Data provided.
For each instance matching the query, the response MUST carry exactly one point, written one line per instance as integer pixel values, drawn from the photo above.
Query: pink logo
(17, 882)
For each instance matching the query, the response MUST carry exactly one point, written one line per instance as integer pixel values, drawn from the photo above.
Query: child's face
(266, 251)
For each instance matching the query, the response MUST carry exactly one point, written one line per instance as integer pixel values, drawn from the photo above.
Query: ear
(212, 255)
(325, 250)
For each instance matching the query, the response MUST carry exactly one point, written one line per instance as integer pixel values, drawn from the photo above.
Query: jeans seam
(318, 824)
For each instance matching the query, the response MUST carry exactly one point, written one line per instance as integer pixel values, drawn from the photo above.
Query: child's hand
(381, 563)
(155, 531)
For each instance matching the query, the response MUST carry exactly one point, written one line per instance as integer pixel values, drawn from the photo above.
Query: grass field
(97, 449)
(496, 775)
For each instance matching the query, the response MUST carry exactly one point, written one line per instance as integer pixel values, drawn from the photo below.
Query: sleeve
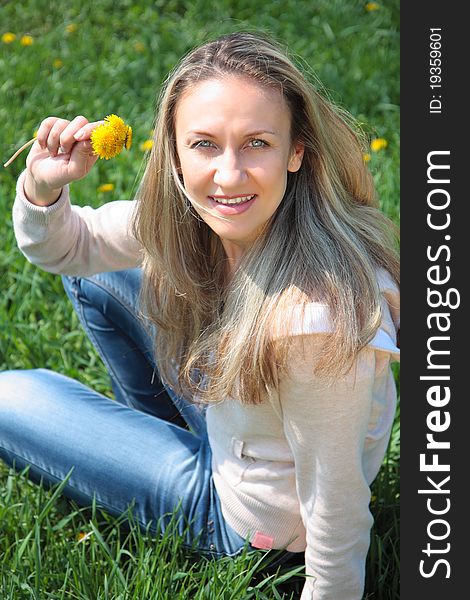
(326, 426)
(74, 240)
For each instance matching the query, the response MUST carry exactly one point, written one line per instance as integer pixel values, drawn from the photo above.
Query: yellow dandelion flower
(146, 146)
(106, 187)
(26, 40)
(8, 37)
(111, 137)
(378, 144)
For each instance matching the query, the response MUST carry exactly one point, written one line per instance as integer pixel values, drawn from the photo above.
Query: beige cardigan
(295, 470)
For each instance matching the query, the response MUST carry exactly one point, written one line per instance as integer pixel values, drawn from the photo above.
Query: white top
(295, 470)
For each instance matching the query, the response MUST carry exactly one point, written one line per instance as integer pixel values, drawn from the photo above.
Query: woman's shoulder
(315, 318)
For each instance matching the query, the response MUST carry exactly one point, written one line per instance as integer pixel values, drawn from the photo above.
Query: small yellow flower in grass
(111, 137)
(106, 187)
(146, 146)
(26, 40)
(378, 144)
(82, 536)
(8, 37)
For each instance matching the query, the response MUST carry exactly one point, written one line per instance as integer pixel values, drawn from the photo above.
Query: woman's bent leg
(119, 455)
(106, 305)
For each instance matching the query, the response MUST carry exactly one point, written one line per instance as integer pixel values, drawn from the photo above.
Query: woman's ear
(296, 157)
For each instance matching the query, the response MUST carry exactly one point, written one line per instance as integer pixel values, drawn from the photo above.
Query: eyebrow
(258, 132)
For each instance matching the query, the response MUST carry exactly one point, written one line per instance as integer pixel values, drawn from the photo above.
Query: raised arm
(52, 233)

Directions. Please return all of the material above exactly, minus any pictures.

Solved problem.
For each instance matching the query, the response MUST carry exactly one point, written one line per instance as integer pixel values, drawn from the photo above.
Query: pink logo
(17, 882)
For each instance matching the query, the response MUST carry exactly one point, written one line per instance as integer pixel values, drawn from the photo above.
Query: child's face
(266, 251)
For each instance matching the query, the response MUST carry exactly one point, written one line per instance as integer pixel values, drawn from the photo above.
Query: ear
(212, 255)
(325, 250)
For each instance matching the query, the response MUST carry exactly one point, written one line per instance as integer pixel values, drawn from the photo above.
Query: jeans seam
(318, 824)
For each instance matching the query, the response MUST carry exactly one point, written one line per instance as integer pixel values, drawn from the photo above.
Query: child's hand
(381, 563)
(155, 531)
For each instance matching the query, the response MUST carry exactly one point, written one line per instance as integer pixel values, drawn from the photo above.
Query: grass field
(97, 449)
(496, 775)
For each instance matching the query, the response MUST carry exactly one point, written one line per instance as integer pixel values, drawn from the photo below.
Query: sleeve
(326, 426)
(74, 240)
For each instance matching the query, the response MUST carry exactly one point, written one line per instance as integer pixel values, drawn from the photo above.
Query: yellow dandelion flower
(146, 146)
(106, 187)
(26, 40)
(8, 37)
(111, 137)
(378, 144)
For each instance matching the query, the response MUST carry exactly one point, written one line per instance as integer pixel values, drawn from the photo above.
Query: beige cardigan
(295, 470)
For each instance matching the query, the response MUST carry exactly one point, written one line per instance as integer pixel values, drawn from the photo above.
Query: white top
(295, 470)
For each instance matching the query, the response MUST carry exactly one point, written one line per instance as integer pixel values, drawn from the photo above.
Query: woman's shoulder
(315, 318)
For each instance matching the query, the response MUST carry exactly one point, written one line per instance as integer pixel values, drawn from the photo above.
Query: small yellow flower in grass
(111, 137)
(106, 187)
(146, 146)
(26, 40)
(378, 144)
(82, 536)
(8, 37)
For each instance matching the query, the response MUST carry exactly one point, written one line per instance as integer pixel values, drawn from the photo above.
Query: woman's bent leg
(119, 455)
(106, 305)
For each instance matching the query, the response MUST carry exactly one point, written one line per instance as integer pixel values, drawn from the photo above.
Query: woman's ear
(296, 157)
For each instance matching the query, the response MUST carry exactly one point, written one line per instance as integer pixel values, drawn from the photo above.
Query: eyebrow
(258, 132)
For each instance matching the query, the response MUST carry exactly one point, written one line per instance as integer pixel values, drawn from the photo above.
Query: raised arm
(52, 233)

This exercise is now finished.